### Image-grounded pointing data
- Opening Delimiter -

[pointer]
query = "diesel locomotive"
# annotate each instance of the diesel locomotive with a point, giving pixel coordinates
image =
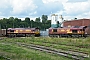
(14, 32)
(74, 31)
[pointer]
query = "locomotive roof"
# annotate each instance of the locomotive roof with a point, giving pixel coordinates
(20, 28)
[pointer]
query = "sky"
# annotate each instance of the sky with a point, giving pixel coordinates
(69, 9)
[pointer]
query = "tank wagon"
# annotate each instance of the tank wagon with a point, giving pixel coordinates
(13, 32)
(74, 31)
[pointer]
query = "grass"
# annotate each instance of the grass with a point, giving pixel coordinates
(20, 53)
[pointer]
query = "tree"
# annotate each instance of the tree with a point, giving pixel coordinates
(27, 20)
(37, 19)
(44, 18)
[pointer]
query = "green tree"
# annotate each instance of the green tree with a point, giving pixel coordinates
(27, 20)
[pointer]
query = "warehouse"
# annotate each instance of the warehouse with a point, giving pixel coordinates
(78, 22)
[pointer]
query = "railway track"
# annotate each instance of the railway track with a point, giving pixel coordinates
(68, 54)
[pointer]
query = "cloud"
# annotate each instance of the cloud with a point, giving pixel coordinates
(22, 6)
(36, 8)
(77, 1)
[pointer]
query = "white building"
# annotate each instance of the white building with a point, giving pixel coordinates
(54, 20)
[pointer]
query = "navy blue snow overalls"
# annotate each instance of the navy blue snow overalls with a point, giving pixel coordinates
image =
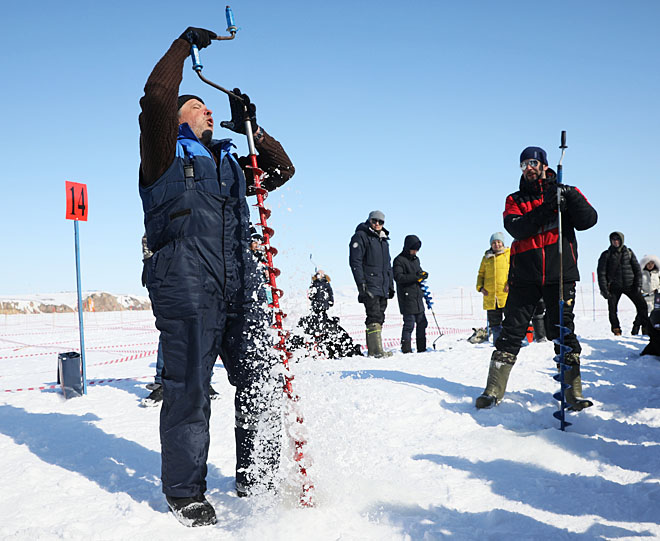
(197, 225)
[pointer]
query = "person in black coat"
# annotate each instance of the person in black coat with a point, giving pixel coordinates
(369, 258)
(408, 275)
(329, 337)
(619, 274)
(531, 217)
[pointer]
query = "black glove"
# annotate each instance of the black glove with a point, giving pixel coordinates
(237, 122)
(198, 36)
(144, 273)
(364, 293)
(550, 199)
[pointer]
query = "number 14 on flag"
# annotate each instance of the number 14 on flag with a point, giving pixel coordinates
(76, 201)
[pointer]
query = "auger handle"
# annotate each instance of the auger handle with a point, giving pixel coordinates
(231, 28)
(231, 25)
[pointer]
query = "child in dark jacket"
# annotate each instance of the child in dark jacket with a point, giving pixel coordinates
(408, 275)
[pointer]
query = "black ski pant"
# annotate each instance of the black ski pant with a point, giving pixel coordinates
(635, 295)
(375, 308)
(520, 306)
(409, 322)
(190, 347)
(494, 317)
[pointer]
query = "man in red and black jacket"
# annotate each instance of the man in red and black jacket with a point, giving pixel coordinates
(531, 216)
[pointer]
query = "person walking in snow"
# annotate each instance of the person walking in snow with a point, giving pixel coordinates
(408, 275)
(201, 276)
(328, 336)
(531, 217)
(493, 282)
(650, 265)
(369, 258)
(619, 274)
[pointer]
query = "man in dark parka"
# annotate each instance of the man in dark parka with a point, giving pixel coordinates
(531, 216)
(619, 274)
(201, 277)
(408, 275)
(369, 258)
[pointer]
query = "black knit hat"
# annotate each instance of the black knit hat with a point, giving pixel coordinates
(187, 97)
(534, 153)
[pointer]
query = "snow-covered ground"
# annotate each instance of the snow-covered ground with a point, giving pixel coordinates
(398, 449)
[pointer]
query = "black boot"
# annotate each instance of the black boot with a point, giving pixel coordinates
(421, 344)
(501, 364)
(539, 329)
(572, 377)
(192, 512)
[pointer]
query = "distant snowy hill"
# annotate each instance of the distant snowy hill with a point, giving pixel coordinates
(93, 301)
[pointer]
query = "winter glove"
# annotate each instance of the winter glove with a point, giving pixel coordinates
(550, 199)
(144, 273)
(237, 122)
(364, 293)
(198, 36)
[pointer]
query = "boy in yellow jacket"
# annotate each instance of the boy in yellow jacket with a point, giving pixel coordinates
(492, 282)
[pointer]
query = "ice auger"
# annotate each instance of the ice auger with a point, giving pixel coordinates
(426, 292)
(563, 330)
(273, 272)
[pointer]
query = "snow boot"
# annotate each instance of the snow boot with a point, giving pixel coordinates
(496, 330)
(501, 364)
(155, 398)
(539, 329)
(572, 377)
(192, 512)
(375, 341)
(478, 336)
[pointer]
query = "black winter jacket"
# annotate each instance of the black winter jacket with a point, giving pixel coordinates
(407, 270)
(618, 268)
(369, 258)
(321, 295)
(534, 226)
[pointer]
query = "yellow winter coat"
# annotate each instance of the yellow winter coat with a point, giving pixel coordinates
(493, 275)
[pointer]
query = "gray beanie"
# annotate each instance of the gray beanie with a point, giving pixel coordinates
(376, 215)
(497, 236)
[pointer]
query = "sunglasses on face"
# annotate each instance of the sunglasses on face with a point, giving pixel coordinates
(530, 163)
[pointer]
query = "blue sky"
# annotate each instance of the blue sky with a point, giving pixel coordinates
(419, 110)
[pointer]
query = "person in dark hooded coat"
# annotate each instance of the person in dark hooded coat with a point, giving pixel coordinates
(329, 337)
(531, 217)
(369, 258)
(408, 275)
(619, 274)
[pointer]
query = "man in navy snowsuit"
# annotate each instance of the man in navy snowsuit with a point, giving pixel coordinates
(202, 276)
(369, 258)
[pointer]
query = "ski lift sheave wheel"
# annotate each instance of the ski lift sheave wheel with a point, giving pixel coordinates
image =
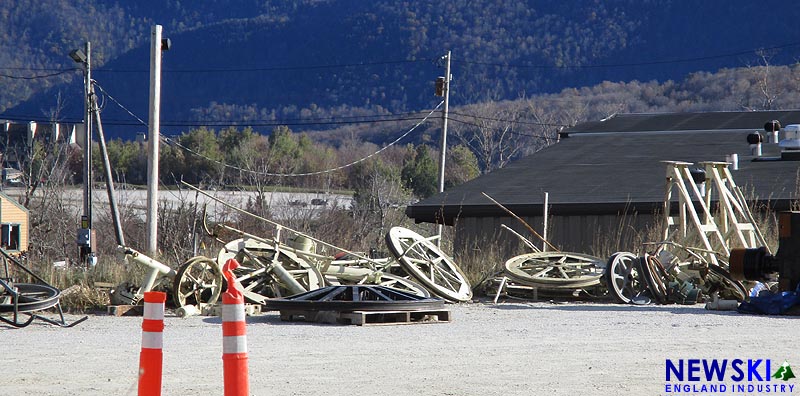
(424, 261)
(554, 270)
(624, 277)
(198, 281)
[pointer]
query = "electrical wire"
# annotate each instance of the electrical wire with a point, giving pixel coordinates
(507, 120)
(545, 138)
(632, 64)
(271, 68)
(285, 122)
(37, 77)
(175, 143)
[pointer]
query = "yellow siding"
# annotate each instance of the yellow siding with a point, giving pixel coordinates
(11, 213)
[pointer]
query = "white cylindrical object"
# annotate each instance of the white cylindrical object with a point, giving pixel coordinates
(152, 144)
(755, 149)
(733, 160)
(187, 310)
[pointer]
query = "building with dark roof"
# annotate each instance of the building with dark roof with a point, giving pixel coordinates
(606, 181)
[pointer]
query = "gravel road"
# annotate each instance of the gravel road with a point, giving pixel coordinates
(487, 349)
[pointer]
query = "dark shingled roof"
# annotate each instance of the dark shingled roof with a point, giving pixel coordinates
(605, 167)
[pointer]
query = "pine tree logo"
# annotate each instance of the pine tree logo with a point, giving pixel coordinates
(784, 372)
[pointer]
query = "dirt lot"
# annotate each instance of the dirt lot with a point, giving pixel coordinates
(506, 349)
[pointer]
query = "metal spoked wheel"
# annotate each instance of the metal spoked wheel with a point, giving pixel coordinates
(655, 276)
(428, 264)
(624, 278)
(198, 281)
(554, 270)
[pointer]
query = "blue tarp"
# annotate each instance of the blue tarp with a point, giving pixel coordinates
(769, 303)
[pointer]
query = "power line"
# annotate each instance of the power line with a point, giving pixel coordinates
(632, 64)
(175, 143)
(545, 138)
(272, 68)
(508, 120)
(37, 77)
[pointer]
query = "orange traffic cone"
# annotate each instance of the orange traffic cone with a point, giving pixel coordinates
(234, 336)
(151, 357)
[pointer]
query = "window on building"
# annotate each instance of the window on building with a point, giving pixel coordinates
(9, 236)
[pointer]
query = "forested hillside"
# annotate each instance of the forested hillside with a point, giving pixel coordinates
(263, 63)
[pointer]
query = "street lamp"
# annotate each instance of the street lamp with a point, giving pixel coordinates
(85, 238)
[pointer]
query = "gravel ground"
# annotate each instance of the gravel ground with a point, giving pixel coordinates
(505, 349)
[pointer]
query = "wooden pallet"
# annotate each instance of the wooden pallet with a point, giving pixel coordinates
(368, 318)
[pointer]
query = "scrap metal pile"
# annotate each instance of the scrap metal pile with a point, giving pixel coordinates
(291, 262)
(689, 265)
(20, 301)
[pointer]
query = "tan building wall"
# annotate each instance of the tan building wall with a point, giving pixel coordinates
(13, 213)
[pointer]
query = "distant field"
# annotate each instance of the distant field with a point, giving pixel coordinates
(281, 204)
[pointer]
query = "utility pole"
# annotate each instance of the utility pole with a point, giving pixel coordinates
(152, 141)
(443, 87)
(85, 239)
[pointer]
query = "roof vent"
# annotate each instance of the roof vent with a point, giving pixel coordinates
(790, 144)
(755, 140)
(772, 128)
(699, 179)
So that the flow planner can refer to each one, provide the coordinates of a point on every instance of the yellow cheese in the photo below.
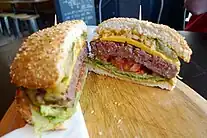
(69, 66)
(139, 45)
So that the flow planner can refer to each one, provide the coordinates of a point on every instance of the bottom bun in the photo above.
(161, 84)
(24, 104)
(24, 108)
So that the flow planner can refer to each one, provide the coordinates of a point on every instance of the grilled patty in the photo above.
(105, 50)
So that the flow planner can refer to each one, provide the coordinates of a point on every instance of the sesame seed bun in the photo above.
(39, 62)
(24, 104)
(151, 30)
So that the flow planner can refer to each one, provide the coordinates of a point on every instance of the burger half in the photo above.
(49, 74)
(138, 51)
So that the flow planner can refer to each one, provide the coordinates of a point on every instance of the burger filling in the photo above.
(131, 59)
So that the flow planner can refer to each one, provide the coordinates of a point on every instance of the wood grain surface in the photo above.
(117, 109)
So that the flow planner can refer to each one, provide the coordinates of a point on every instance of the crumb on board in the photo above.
(92, 111)
(119, 121)
(100, 133)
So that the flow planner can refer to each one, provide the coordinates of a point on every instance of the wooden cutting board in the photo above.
(117, 109)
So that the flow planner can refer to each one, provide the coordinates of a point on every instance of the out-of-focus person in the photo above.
(198, 20)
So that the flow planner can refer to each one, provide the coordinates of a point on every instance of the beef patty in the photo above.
(107, 49)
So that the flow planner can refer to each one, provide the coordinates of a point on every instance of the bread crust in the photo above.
(163, 85)
(162, 32)
(38, 64)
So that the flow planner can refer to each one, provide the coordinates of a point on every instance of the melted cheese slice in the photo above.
(139, 45)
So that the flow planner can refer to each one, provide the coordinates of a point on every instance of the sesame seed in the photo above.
(100, 133)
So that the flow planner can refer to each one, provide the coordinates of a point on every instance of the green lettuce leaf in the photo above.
(50, 117)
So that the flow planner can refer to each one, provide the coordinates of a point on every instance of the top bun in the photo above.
(162, 32)
(39, 62)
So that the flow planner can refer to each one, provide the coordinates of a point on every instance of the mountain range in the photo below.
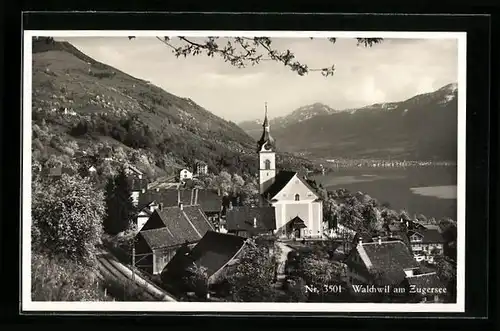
(80, 103)
(423, 127)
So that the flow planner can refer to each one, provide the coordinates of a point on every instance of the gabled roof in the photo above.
(242, 219)
(281, 180)
(213, 252)
(429, 236)
(208, 200)
(389, 259)
(159, 238)
(187, 225)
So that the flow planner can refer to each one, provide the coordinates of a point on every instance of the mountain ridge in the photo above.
(81, 105)
(399, 129)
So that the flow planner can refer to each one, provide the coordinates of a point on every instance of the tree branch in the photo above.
(247, 52)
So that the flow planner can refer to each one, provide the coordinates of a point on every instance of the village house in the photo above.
(137, 187)
(215, 252)
(248, 221)
(426, 243)
(208, 201)
(298, 208)
(166, 230)
(184, 175)
(200, 168)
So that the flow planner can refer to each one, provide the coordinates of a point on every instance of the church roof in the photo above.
(282, 178)
(280, 181)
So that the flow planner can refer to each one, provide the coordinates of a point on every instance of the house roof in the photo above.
(213, 252)
(209, 201)
(187, 225)
(429, 236)
(158, 238)
(242, 218)
(389, 258)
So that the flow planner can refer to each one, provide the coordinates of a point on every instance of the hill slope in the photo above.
(80, 104)
(254, 128)
(421, 128)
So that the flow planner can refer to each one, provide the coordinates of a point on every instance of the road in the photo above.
(110, 269)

- Closing Delimiter -

### Work instructions
Tell how many lines in the records above carry the word "sheave". Only the number should appear in the reply.

### Response area
2